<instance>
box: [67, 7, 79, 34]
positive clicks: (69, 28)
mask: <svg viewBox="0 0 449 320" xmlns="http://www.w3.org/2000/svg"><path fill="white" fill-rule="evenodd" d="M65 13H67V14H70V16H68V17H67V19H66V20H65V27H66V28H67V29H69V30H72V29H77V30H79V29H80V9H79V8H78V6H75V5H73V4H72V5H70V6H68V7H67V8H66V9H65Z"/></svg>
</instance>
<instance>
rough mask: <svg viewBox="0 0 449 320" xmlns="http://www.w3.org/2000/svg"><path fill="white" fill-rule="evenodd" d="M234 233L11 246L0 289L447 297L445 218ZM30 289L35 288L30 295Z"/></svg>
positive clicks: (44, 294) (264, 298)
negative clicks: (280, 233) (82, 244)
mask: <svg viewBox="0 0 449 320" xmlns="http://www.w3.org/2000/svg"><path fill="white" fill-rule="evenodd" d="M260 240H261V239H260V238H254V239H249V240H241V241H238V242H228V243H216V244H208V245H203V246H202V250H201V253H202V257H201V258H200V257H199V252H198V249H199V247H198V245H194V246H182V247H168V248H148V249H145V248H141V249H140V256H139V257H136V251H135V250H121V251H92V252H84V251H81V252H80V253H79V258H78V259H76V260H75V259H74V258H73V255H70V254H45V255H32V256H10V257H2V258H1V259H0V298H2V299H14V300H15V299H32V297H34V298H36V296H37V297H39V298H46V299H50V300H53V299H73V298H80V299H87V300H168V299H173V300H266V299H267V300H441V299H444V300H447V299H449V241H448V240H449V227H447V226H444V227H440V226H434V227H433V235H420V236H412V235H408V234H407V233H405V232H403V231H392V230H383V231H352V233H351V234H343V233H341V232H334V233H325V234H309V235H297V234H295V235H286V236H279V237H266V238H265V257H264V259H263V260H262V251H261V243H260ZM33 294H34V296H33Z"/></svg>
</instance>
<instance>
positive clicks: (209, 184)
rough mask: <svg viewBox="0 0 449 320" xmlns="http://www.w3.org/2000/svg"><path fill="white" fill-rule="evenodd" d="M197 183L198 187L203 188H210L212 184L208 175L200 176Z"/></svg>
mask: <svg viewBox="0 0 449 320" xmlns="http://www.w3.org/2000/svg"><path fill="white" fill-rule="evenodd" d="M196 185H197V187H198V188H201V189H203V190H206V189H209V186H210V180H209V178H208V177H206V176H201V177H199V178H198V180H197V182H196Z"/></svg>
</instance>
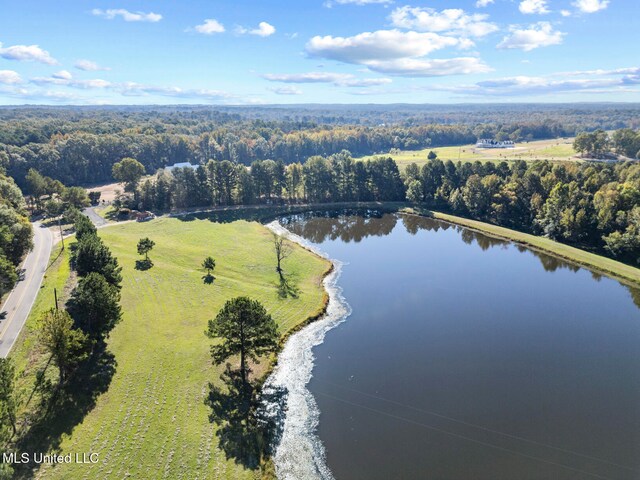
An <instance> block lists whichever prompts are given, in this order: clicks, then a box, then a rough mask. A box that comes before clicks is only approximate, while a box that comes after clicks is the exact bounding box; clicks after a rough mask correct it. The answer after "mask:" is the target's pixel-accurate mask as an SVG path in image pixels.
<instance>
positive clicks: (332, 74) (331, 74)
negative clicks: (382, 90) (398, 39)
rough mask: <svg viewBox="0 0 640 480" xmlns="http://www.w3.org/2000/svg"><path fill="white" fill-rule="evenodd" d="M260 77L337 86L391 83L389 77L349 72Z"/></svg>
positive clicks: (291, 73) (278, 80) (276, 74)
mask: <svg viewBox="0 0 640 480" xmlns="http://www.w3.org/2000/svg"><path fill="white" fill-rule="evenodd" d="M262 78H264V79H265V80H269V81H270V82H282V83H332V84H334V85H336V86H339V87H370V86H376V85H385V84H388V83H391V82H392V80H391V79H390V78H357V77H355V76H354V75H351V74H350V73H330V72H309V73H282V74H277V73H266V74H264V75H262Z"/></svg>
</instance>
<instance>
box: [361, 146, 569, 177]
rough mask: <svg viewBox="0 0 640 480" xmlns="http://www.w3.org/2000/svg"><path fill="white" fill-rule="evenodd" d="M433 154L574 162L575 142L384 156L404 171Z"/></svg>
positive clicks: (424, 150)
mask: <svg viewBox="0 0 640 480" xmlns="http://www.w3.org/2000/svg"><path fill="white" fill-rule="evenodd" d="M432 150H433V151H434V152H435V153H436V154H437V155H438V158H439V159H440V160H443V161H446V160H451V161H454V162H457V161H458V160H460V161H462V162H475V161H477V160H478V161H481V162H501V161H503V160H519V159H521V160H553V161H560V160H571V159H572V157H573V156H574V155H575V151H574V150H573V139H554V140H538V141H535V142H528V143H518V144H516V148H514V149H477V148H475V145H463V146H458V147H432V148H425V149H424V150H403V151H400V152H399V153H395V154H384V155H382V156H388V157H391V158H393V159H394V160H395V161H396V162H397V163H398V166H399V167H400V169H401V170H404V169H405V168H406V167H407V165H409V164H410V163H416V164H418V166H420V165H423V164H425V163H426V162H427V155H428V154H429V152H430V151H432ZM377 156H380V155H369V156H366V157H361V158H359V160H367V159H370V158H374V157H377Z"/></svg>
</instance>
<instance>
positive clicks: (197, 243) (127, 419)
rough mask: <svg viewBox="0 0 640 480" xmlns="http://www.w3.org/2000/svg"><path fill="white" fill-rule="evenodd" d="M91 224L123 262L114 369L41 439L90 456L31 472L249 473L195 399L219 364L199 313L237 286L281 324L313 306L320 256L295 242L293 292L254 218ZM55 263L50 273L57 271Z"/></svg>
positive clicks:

-*-*-

_Task_:
Transcribe everything above exactly. Do not include the pictures.

_Output for this exercise_:
<instance>
box: [67, 7, 79, 34]
positive clicks: (69, 28)
mask: <svg viewBox="0 0 449 320" xmlns="http://www.w3.org/2000/svg"><path fill="white" fill-rule="evenodd" d="M65 13H67V14H70V16H68V17H67V19H66V20H65V27H66V28H67V29H69V30H72V29H77V30H79V29H80V9H79V8H78V6H75V5H73V4H72V5H70V6H68V7H67V8H66V9H65Z"/></svg>
</instance>
<instance>
rough mask: <svg viewBox="0 0 449 320" xmlns="http://www.w3.org/2000/svg"><path fill="white" fill-rule="evenodd" d="M234 233L11 246L0 289L447 297L445 218ZM30 289L35 288L30 295Z"/></svg>
positive clicks: (44, 294) (264, 298)
negative clicks: (280, 233) (82, 244)
mask: <svg viewBox="0 0 449 320" xmlns="http://www.w3.org/2000/svg"><path fill="white" fill-rule="evenodd" d="M260 240H261V239H260V238H254V239H249V240H241V241H238V242H228V243H216V244H208V245H203V246H202V250H201V253H202V257H201V258H200V257H199V252H198V249H199V247H198V245H194V246H182V247H168V248H148V249H145V248H141V249H140V256H139V257H136V251H135V250H121V251H92V252H84V251H81V252H80V253H79V258H78V259H76V260H75V259H74V258H73V255H70V254H45V255H32V256H10V257H2V258H1V259H0V298H2V299H14V300H15V299H32V297H34V298H36V296H37V297H39V298H46V299H50V300H53V299H73V298H80V299H87V300H168V299H173V300H266V299H267V300H441V299H444V300H447V299H449V241H448V240H449V227H447V226H444V227H440V226H434V227H433V235H420V236H412V235H408V234H407V233H405V232H403V231H392V230H383V231H352V233H351V234H343V233H341V232H334V233H325V234H309V235H297V234H295V235H286V236H279V237H266V238H265V257H264V259H263V260H262V251H261V243H260ZM33 294H34V296H33Z"/></svg>
</instance>
<instance>
positive clicks: (209, 184)
rough mask: <svg viewBox="0 0 449 320" xmlns="http://www.w3.org/2000/svg"><path fill="white" fill-rule="evenodd" d="M197 183L198 187L203 188H210L212 184L208 175L200 176Z"/></svg>
mask: <svg viewBox="0 0 449 320" xmlns="http://www.w3.org/2000/svg"><path fill="white" fill-rule="evenodd" d="M196 185H197V187H198V188H201V189H203V190H206V189H209V186H210V180H209V178H208V177H206V176H201V177H199V178H198V180H197V182H196Z"/></svg>
</instance>
An <instance> block lists whichever prompts are given, in this order: clicks, then a box, then a rough mask. A box that comes before clicks is only approximate, while a box that comes after clicks is the exact bounding box; clicks after a rough mask correct it. The answer after "mask:" is the target's pixel-accurate mask as an SVG path in image pixels.
<instance>
positive clicks: (332, 74) (331, 74)
negative clicks: (382, 90) (398, 39)
rough mask: <svg viewBox="0 0 640 480" xmlns="http://www.w3.org/2000/svg"><path fill="white" fill-rule="evenodd" d="M260 77L337 86L391 83L389 77L349 72Z"/></svg>
positive clicks: (291, 73) (278, 80) (276, 74)
mask: <svg viewBox="0 0 640 480" xmlns="http://www.w3.org/2000/svg"><path fill="white" fill-rule="evenodd" d="M262 78H264V79H265V80H269V81H270V82H282V83H332V84H334V85H336V86H339V87H370V86H376V85H385V84H388V83H391V82H392V80H391V79H390V78H357V77H355V76H354V75H351V74H350V73H330V72H309V73H282V74H277V73H266V74H264V75H262Z"/></svg>
</instance>
<instance>
box: [361, 146, 569, 177]
rough mask: <svg viewBox="0 0 640 480" xmlns="http://www.w3.org/2000/svg"><path fill="white" fill-rule="evenodd" d="M433 154L574 162L575 142L384 156L404 171Z"/></svg>
positive clicks: (424, 150)
mask: <svg viewBox="0 0 640 480" xmlns="http://www.w3.org/2000/svg"><path fill="white" fill-rule="evenodd" d="M432 150H433V151H434V152H435V153H436V154H437V155H438V158H439V159H440V160H443V161H446V160H451V161H454V162H457V161H458V160H460V161H462V162H475V161H477V160H478V161H481V162H501V161H503V160H519V159H521V160H553V161H560V160H571V159H572V157H573V156H574V155H575V151H574V150H573V139H554V140H538V141H535V142H528V143H518V144H516V148H514V149H477V148H475V145H463V146H458V147H432V148H425V149H424V150H403V151H400V152H399V153H395V154H384V155H382V156H388V157H391V158H393V159H394V160H395V161H396V162H397V163H398V166H399V167H400V169H401V170H404V169H405V168H406V167H407V165H409V164H410V163H416V164H418V166H420V165H423V164H425V163H426V162H427V155H428V154H429V152H430V151H432ZM377 156H380V155H369V156H366V157H361V158H359V160H367V159H370V158H374V157H377Z"/></svg>
</instance>
<instance>
positive clicks: (197, 243) (127, 419)
rough mask: <svg viewBox="0 0 640 480" xmlns="http://www.w3.org/2000/svg"><path fill="white" fill-rule="evenodd" d="M91 224L123 262L114 369L41 439L90 456L31 472L249 473L195 399L219 364L199 313L237 286L281 324L313 306L320 256L295 242L293 292L254 218ZM55 263L50 273L57 271Z"/></svg>
positive clicks:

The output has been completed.